**PROBLEM REQUIREMENTS**
Provide the material again, with every line intact and exact.

**RECORDS FOR THE EXERCISE**
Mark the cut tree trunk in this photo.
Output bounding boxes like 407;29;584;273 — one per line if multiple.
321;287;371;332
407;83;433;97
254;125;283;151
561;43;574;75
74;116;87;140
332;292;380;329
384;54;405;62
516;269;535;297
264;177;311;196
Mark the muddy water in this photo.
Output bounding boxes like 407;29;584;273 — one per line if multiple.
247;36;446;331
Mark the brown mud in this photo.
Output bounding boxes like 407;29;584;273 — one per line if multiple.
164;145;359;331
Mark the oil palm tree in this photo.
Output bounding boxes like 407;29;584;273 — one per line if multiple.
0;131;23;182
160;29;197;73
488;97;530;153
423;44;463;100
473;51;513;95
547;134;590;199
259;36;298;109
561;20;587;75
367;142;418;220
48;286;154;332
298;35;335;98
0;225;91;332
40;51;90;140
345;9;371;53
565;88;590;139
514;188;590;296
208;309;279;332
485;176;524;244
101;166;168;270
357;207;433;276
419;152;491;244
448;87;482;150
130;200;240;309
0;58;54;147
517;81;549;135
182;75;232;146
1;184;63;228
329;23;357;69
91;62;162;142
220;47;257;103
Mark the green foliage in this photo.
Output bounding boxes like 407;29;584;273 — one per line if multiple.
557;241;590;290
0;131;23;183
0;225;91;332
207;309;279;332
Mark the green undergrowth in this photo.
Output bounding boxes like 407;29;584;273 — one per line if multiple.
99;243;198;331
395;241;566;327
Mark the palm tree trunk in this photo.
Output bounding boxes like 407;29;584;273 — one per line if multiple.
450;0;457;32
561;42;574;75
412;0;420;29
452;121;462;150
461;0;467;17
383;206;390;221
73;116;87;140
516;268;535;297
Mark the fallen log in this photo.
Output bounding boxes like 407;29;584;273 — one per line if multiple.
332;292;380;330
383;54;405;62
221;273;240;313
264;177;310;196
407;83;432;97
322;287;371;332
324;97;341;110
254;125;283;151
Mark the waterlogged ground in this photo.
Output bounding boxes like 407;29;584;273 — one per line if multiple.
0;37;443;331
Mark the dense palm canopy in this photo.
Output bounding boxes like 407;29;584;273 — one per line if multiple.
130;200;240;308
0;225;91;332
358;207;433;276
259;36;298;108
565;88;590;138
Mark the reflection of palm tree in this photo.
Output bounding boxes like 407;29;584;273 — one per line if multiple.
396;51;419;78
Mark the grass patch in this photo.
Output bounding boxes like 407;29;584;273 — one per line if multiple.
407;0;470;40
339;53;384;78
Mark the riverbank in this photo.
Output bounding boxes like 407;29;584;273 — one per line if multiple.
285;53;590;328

**ANSWER BELOW**
Mark the cut tree trunk in this photo.
Output bounding boxes like 407;29;584;273 — one per line if multiple.
321;287;371;332
407;83;433;97
254;125;283;151
561;43;574;75
74;116;87;140
332;292;380;329
384;54;405;62
516;269;535;297
264;177;311;196
Mark the muddy water in this photo.
Output bounding boxes like 407;29;584;273 — one per line if multiple.
247;36;446;331
Mark the brown mud in this photo.
Output bounding boxes like 407;29;584;273 — one per line if multiple.
164;145;359;331
Mark the oil palm tree in this photo.
Output bounding boxes like 407;29;584;273 — one per line if multiple.
0;131;23;182
160;29;197;73
488;97;530;153
423;44;463;100
473;51;513;95
547;134;590;199
259;36;298;109
561;20;587;75
367;142;418;220
48;286;154;332
298;35;335;98
0;225;91;332
40;51;90;140
345;9;371;53
565;88;590;139
514;188;590;296
208;309;279;332
485;176;524;244
101;166;168;270
357;207;433;276
419;152;491;244
448;87;482;150
130;200;240;309
0;58;54;147
517;81;549;135
182;75;232;146
1;184;63;228
329;23;357;69
91;62;162;142
220;47;257;103
Mark the green foliage in this photo.
Output bounding boxes like 407;29;584;273 — one per line if multiple.
557;241;590;290
0;131;23;183
0;225;91;332
207;309;279;332
Mark the green undergrowth in this photo.
Output bounding boxes like 407;29;584;273 — one per line if multiple.
99;243;198;331
395;241;566;327
Mark the palm tree trunk in this photo.
Output bounding boxes like 407;29;584;273 — one per line if multiple.
450;0;457;32
561;42;574;75
412;0;420;29
452;121;462;150
461;0;467;17
383;206;390;221
73;116;87;140
516;268;535;297
Mark the fallen log in this photo.
Output bounding boxes like 407;29;584;273 — one per line if multiple.
332;292;380;330
383;54;405;62
221;273;240;313
264;177;310;196
407;83;432;97
322;287;371;332
324;97;341;110
254;125;283;151
Mark the waterlogged ground in this photo.
Output bounding boxes like 407;29;584;273 — one per line if multiple.
0;37;443;331
Mark the dense palm canopy in this photo.
Output bounding boxes like 407;29;584;273 — one per line if multiple.
130;200;240;308
0;225;91;332
358;207;433;276
259;36;298;108
565;88;590;138
Mark the reflection of palm tree in this photo.
Output bounding boxes like 407;29;584;273 — one per line if multiple.
396;51;419;78
Mark the grass patch in this photo.
Output bounding boxes like 407;29;584;273 — one per line if multiple.
407;0;470;40
339;53;384;78
Mark the riverbank in this photo.
Output bounding boxes like 407;29;584;273 — one per line if multiple.
285;53;590;328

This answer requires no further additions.